***** SOURCE TEXT *****

The economic fallout from the COVID-19 pandemic has resulted in some calling for a boost in income taxes to help government fill up their coffers.
The Boston Herald reported that 91 economists told Massachusetts Gov. Charlie Baker and leaders of the state Legislatures they should raise personal income and corporate taxes due to tax revenue decreases during the pandemic.
“In a recession, balancing the budget by cutting spending has a more negative impact on economic growth than balancing the budget by raising taxes,” the economics claimed in a May 26 letter. “Both the personal income tax and the corporate tax are fair ways to do this, since they fall only on persons with incomes and businesses with profits.”
The economists suggest a 1 percentage point increase in the income tax and corporate taxes. They say that plan would raise $2.68 billion in new tax revenues during a time in which the state expects to see a $4.4 billion decrease in taxes due to the pandemic.
Baker has been resistant to any ideas of raising taxes during the economic downturn.
Even The Herald seemed dubious of the plan, writing that the experts “claim it’s the only ‘fair’ way to balance next year’s budget and avoid spending cuts – even as homeowners and businesses try to dig out of an economic hole.”
Paul Craney, spokesman for MassFiscal Alliance, told the Herald that the economists, many of whom are professors at the University of Massachusetts, don’t understand the plight of those with low-income – or no – jobs.
“The UMass professors who teach economics are the ones advocating for their own salaries,” Craney noted. “They should try living in the shoes of the 1 million who filed for unemployment in Massachusetts.”
In Illinois, Gov. J.B. Pritzker soldiered on with his progressive income tax proposal despite the pandemic, hoping it will generate $3.5 billion in tax revenue. Both chambers of the Illinois Legislature passed the Joint Resolution Constitutional Amendment No. 1, which will let voters decide in November whether to replace the state’s flat income tax with a graduated income tax.
The Illinois Policy Institute criticized the idea because the state had just passed a record-high budget, making no attempt at belt tightening before the pandemic hit. The group notes that even former Democratic President Barack Obama said politicians shouldn’t hike taxes during a recession.

***** LISTED ENTRIES *****

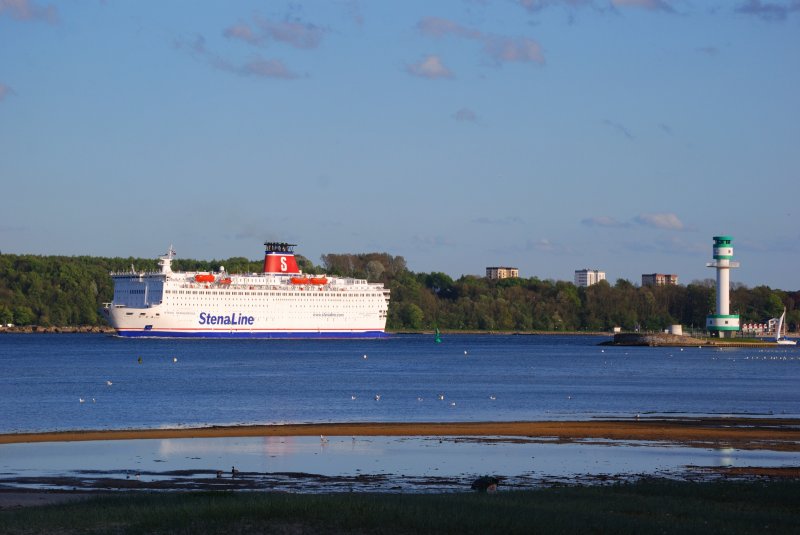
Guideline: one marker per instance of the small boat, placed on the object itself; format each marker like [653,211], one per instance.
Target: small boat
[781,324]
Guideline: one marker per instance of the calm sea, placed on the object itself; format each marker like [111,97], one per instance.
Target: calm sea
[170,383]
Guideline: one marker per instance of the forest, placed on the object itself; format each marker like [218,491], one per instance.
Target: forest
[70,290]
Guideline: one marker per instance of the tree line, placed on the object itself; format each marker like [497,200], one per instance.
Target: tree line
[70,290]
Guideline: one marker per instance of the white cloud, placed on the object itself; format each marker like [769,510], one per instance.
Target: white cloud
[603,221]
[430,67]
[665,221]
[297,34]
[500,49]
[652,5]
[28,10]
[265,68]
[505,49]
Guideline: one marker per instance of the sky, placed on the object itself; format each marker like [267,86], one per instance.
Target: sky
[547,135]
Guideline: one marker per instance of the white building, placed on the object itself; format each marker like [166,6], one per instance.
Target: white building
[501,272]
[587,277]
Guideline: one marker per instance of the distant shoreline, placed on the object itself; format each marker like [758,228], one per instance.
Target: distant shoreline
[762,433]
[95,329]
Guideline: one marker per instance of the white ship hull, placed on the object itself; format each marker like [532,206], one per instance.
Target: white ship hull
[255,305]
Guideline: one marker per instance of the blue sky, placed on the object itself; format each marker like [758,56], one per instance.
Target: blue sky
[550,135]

*****

### REQUIRED ACTIONS
**A.** According to the article on pandemic tax proposals, how much new tax revenue would the economists' proposed 1 percentage point increase raise in Massachusetts?
**B.** Carry the article on pandemic tax proposals forward from its final sentence.
The rows are separate material and have nothing to do with the article on pandemic tax proposals.

### RESPONSES BY TASK
**A.** $2.68 billion.

**B.**
“The governor’s progressive income tax proposal would directly hit more than 100,000 small businesses in the state just after they’ve been ravaged by the economic shutdown ordered to contain the COVID-19 pandemic,” Adam Schuster, budget and tax research director at the Illinois Policy Institute, told the DuPage Policy Journal. “Small businesses are Illinois’ primary job creators, and they need protection and stability as the state and nation recovers from this health crisis.”
Ideas Illinois conducted a survey of Illinois voters, finding that nearly half of them fear the tax could causes businesses to move to more tax-friendly states if it’s implemented.
Proponents of a graduated income tax in Colorado are now collecting signatures, hoping to get a referendum on the November ballot. What the proponents are calling a “fair tax” would boost levies on incomes of more than $250,000. As in Illinois, opponents express concern that the measure could spur businesses to move out of state.
The Tax Foundation warns states not to count on those volatile income taxes, noting that income taxes fluctuate more than consumption taxes during an economic downturn.
“Income taxes tend to be more harmful to economic growth than consumption taxes and property taxes,” Janelle Cammenga wrote for the Tax Foundation. “Income taxes fall on labor and savings, while consumption taxes, like the sales tax, fall on what people spend instead of what they earn.”